Le maire, son chauffeur et sa fille

Dans son nouveau roman construit comme une mécanique implacable Tanguy Viel raconte l’histoire d’une jeune fille abusée par un homme de pouvoir. Un drame d’une brûlante actualité.

C’est un roman malheureusement très actuel. C’est un roman sur le pouvoir, la domination, l’emprise, la manipulation. C’est un roman d’hommes forts. À moins que ce ne soit l’inverse, au bout du compte. Car Tanguy Viel a compris que si le cœur des hommes dans ce coin de Bretagne est en granit, alors il peut se fissurer jusqu’à exploser.
Partie à Rennes, Laura revient auprès de son père dans la petite ville côtière où elle a grandi. Maxime Le Corre, dit Max, est une gloire locale, champion de France de boxe, il a eu une carrière exceptionnellement longue, puisqu’à quarante ans, il continue à enfiler les gants. Quentin Le Bars, le maire de la commune en a fait son chauffeur, lui permettant ainsi de s’afficher avec «son» champion.
Le troisième homme de ce roman est Franck Bellec, le gérant du casino. Un endroit que l’on peut considérer comme «une succursale de la mairie, là où se prenaient des décisions plus importantes qu’au conseil municipal, au point que certains avaient surnommé l’endroit le ministère des finances, et Bellec le grand argentier de la ville.»
Mais rembobinons le film. Car le roman commence au commissariat, au moment où la police prend la déposition de Laura. C’est au fil de son interrogatoire que le lecteur va faire la connaissance de ces trois hommes et de la victime dont la beauté n’a cessé d’attirer les convoitises. Repérée a seize ans par un photographe, elle a été engagée comme mannequin pour des campagnes de publicité, mais aussi pour des photos destinées à des revues de charme.

- [Données affichées]:
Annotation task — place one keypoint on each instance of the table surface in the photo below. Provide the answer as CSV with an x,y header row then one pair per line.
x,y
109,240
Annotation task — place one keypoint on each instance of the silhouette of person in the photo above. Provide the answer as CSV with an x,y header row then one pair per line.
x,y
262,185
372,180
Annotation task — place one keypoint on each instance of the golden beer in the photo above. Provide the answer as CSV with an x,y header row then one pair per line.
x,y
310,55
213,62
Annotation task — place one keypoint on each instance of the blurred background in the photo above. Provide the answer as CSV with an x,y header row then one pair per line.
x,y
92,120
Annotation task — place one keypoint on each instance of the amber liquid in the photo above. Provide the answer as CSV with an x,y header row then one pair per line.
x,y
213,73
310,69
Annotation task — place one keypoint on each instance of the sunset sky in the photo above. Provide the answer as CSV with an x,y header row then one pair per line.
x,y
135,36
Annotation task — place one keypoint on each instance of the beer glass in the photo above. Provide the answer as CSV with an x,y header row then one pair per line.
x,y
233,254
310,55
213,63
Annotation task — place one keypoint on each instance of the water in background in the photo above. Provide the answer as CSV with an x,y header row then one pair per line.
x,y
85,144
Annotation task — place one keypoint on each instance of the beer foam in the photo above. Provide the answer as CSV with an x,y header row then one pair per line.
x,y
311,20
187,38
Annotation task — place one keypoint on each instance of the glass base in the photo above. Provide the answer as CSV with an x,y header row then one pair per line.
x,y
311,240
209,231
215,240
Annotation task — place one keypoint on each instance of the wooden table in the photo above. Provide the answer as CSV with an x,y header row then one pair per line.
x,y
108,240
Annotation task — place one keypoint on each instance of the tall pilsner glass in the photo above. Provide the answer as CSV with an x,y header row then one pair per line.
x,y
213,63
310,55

- [Vos tâches]:
[1] Recopiez le texte sur le roman de Tanguy Viel en commençant par « Le maire, son » et en allant jusqu'à « fissurer jusqu’à exploser. » inclus.
[2] Poursuivez le texte sur le roman de Tanguy Viel à partir de sa dernière phrase.

- [Réponses par tâche]:
[1]
Le maire, son chauffeur et sa fille

Dans son nouveau roman construit comme une mécanique implacable Tanguy Viel raconte l’histoire d’une jeune fille abusée par un homme de pouvoir. Un drame d’une brûlante actualité.

C’est un roman malheureusement très actuel. C’est un roman sur le pouvoir, la domination, l’emprise, la manipulation. C’est un roman d’hommes forts. À moins que ce ne soit l’inverse, au bout du compte. Car Tanguy Viel a compris que si le cœur des hommes dans ce coin de Bretagne est en granit, alors il peut se fissurer jusqu’à exploser.

[2]
Aux policiers, Laura confie que c’est sur les conseils de son père Max qu’elle est allé voir son patron pour lui demander de lui trouver un logement, que ce dernier lui a promis de faire son possible avant de solliciter Bellec pour qu’il la loge dans son casino et lui trouve un emploi de serveuse.
En fait, le plan du maire est bien rôdé et les rôles parfaitement répartis. Le Bars a ses habitudes ici. Il vient au casino pour abuser de sa nouvelle protégée, pour assouvir ses besoins sexuels. Et accessoirement pour se prouver que son emprise reste puissante. Ne voit-on pas en lui un futur ministre?
La seule qui ne ferme pas les yeux face à ce manège est la compagne de Bellec qui tente d’avertir Max que la personne que son patron vient régulièrement voir n’est autre que sa propre fille. Mais l’engrenage tourne à pleine vitesse et ce n’est pas ce petit grain de sable qui viendra l’enrayer.
Grâce à une construction tout de virtuosité, le lecteur comprend dès les premières pages que Laura a porté plainte, mais le suspense n’en reste pas moins entier quant à l’issue d’une affaire encore trop banale. Jouant sur les codes du polar, sur une atmosphère à la Simenon, Tanguy Viel parvient à donner à ses personnages une très forte densité, si bien que le lecteur comprend parfaitement leur psychologie, leur fonctionnement. Ajoutons que dans ce jeu de pouvoir la dimension politique sourd de toutes les pages. Le pot de terre peut-il avoir sa chance face au pot de fer ? Le combat mené ici n’est-il pas le combat de trop?

La fille qu’on appelle
Tanguy Viel
Éditions de Minuit
Roman
186 p., 16 €
EAN 9782707347329
Paru le 2/09/2021

Où?
Le roman est situé en France, principalement en Bretagne, dans une ville côtière qui n’est pas nommée. On y évoque aussi Rennes et Paris.

Quand?
L’action se déroule de nos jours.

Ce qu’en dit l’éditeur
Quand il n’est pas sur un ring à boxer, Max Le Corre est chauffeur pour le maire de la ville. Il est surtout le père de Laura qui, du haut de ses vingt ans, a décidé de revenir vivre avec lui. Alors Max se dit que ce serait une bonne idée si le maire pouvait l’aider à trouver un logement.

Les critiques
Babelio
Lecteurs.com
Goodbook.fr
Pages des libraires (Entretien mené par Emmanuelle George, Librairie Gwalarn à Lannion)
Diacritik (Johan Faerber)
En Attendant Nadeau (Norbert Czarny)
RTS (entretien mené par Sylvie Tanette)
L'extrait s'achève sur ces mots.